[RECORD EXCERPTS — start]
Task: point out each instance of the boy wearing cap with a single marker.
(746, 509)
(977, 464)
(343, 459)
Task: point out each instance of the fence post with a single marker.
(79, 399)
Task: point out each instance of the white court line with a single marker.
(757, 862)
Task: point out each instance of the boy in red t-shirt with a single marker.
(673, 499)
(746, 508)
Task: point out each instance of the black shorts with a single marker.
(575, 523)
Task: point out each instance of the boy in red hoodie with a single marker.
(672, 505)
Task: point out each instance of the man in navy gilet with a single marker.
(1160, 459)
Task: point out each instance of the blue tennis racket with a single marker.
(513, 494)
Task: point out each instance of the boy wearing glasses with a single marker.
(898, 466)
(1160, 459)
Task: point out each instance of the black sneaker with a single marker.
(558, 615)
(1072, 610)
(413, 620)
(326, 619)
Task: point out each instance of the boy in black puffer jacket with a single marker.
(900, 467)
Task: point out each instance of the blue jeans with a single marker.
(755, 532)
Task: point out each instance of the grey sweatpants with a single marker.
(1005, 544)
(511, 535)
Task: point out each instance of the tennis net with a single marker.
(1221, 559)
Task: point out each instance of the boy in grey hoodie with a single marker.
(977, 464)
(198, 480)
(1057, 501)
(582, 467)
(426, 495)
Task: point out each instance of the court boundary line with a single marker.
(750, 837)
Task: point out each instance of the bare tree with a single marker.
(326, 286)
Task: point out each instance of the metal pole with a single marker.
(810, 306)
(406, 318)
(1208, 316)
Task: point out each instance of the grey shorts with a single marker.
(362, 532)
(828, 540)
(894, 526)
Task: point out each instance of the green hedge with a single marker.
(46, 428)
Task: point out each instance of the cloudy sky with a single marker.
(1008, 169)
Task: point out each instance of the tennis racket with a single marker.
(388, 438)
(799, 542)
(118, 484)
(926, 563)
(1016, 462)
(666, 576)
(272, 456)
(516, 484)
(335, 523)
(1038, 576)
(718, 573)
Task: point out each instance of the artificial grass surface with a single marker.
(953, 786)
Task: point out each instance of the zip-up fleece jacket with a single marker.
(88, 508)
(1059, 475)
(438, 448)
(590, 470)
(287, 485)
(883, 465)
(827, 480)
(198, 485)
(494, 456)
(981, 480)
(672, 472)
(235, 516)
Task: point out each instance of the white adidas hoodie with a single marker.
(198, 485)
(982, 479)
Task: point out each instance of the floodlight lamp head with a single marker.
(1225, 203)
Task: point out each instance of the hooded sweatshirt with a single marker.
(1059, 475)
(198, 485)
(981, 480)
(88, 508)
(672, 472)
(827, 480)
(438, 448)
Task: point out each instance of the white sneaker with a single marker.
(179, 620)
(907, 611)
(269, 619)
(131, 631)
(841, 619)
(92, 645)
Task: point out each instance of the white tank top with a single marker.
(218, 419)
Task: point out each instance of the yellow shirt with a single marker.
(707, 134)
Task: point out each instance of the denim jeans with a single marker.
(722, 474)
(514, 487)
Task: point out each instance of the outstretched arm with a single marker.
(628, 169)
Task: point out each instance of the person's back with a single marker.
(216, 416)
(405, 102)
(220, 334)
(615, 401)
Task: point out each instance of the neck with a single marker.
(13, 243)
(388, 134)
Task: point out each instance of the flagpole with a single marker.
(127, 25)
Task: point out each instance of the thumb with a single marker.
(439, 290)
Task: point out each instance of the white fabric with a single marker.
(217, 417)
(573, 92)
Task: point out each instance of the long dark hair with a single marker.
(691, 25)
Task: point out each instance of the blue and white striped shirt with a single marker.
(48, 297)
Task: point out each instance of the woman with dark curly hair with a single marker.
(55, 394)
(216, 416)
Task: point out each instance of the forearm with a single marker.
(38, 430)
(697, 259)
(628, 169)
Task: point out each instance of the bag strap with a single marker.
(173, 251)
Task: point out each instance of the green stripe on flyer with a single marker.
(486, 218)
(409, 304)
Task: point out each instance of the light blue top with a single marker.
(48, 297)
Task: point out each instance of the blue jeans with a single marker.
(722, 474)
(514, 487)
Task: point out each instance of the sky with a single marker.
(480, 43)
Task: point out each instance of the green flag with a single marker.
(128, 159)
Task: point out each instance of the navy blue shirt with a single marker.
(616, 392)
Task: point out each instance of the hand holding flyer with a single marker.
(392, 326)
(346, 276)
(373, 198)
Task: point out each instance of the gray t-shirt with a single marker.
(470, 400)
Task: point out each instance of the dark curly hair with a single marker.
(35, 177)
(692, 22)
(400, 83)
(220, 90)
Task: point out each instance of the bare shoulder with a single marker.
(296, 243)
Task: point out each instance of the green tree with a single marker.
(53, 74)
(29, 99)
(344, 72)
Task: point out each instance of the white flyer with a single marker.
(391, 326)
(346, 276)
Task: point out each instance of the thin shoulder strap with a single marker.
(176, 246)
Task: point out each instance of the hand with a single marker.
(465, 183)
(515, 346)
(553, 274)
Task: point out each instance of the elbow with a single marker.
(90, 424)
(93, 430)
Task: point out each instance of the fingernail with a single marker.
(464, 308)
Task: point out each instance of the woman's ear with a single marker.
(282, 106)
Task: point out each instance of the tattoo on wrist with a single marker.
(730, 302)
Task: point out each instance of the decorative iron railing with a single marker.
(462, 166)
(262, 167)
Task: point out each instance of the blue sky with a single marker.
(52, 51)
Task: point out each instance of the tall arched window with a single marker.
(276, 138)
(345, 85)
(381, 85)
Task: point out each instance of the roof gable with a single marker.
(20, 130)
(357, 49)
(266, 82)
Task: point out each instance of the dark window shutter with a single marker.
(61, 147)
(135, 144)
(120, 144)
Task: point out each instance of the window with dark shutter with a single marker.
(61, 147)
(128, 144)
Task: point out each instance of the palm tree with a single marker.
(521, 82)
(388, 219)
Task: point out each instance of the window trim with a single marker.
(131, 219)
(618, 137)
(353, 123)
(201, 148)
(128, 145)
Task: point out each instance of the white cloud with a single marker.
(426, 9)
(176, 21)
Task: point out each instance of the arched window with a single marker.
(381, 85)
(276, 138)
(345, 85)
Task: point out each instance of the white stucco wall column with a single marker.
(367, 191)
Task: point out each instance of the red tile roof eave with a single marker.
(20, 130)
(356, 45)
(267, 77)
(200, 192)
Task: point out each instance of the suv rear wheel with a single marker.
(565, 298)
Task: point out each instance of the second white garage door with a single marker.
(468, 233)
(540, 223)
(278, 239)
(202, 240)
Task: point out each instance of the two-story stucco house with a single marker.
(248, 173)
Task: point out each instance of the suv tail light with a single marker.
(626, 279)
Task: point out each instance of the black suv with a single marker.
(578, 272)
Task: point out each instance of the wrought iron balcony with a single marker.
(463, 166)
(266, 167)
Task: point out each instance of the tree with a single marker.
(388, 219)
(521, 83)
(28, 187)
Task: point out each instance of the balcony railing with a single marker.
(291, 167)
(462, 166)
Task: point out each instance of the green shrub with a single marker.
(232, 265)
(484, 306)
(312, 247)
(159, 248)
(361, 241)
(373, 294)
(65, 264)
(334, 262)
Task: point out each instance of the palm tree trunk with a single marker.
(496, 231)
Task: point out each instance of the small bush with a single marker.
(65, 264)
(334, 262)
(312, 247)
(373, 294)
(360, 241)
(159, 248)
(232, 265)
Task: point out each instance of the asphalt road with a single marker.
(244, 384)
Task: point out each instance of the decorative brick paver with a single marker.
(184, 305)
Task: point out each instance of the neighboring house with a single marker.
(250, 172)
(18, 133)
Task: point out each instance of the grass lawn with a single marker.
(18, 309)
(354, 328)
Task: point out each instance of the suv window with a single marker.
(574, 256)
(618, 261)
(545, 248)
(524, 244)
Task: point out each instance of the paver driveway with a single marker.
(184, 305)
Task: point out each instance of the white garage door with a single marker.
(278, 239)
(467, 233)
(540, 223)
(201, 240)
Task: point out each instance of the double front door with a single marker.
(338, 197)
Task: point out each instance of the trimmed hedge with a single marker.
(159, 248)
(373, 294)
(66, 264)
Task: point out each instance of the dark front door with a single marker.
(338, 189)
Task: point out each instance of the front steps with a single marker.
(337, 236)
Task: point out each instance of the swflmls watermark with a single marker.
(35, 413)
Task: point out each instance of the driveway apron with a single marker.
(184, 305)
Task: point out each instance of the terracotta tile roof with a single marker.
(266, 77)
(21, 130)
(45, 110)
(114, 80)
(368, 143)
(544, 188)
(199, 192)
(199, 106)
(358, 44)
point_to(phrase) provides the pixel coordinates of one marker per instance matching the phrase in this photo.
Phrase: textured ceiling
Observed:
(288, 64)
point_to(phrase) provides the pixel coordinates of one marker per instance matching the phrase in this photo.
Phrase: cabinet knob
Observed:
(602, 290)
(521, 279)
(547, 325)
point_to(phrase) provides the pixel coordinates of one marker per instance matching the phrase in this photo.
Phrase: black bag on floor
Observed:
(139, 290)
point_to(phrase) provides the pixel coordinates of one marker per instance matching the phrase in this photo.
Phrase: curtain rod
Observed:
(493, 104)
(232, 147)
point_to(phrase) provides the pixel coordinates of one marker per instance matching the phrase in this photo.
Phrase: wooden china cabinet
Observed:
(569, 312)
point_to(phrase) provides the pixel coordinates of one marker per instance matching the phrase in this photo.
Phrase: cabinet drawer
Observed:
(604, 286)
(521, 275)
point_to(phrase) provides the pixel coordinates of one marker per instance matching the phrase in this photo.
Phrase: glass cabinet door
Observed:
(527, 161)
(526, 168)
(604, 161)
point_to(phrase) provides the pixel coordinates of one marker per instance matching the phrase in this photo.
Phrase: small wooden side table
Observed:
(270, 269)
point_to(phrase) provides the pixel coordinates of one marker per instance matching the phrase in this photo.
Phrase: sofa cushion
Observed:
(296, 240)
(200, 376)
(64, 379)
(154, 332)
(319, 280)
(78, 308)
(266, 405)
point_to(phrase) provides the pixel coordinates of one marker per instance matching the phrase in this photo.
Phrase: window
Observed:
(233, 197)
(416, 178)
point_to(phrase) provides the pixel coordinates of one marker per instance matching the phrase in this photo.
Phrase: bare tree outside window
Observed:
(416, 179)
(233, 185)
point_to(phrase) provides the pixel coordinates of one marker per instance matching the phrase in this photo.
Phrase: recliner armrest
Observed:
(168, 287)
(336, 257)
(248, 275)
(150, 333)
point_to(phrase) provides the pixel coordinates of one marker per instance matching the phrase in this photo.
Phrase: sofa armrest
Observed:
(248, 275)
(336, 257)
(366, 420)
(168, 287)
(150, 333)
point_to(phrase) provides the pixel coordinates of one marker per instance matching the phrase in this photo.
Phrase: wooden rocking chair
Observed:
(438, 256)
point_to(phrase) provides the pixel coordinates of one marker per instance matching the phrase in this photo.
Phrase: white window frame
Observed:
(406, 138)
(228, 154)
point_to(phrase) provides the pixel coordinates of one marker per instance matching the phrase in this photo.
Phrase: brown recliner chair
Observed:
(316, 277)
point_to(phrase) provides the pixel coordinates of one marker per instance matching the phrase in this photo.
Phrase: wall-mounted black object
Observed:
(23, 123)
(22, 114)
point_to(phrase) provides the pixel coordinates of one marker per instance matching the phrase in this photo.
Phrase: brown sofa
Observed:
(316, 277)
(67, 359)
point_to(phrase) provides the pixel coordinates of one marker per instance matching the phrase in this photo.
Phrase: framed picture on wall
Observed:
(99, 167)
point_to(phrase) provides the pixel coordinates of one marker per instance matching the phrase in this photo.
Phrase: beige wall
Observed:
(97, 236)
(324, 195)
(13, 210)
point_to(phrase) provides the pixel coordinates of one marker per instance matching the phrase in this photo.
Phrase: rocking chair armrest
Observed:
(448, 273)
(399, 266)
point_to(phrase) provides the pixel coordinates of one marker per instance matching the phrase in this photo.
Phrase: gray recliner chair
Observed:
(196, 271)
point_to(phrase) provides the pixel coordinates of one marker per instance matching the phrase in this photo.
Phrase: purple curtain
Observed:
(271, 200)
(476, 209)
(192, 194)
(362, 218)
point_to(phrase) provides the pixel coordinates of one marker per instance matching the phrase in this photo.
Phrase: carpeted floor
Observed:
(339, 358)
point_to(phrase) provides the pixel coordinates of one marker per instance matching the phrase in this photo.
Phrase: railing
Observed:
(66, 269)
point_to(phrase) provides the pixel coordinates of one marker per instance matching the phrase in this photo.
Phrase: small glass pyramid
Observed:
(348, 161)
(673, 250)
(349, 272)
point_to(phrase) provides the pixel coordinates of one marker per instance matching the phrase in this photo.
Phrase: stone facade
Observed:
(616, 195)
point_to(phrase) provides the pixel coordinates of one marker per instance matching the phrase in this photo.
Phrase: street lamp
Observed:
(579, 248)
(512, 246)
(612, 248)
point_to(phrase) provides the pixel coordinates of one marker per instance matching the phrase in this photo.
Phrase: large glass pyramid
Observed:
[RECORD EXCERPTS — finish]
§ **TASK DIRECTIONS**
Consider the string "brown". State how many lines of the data contain it, giving the number alone.

§ **THE ANSWER**
2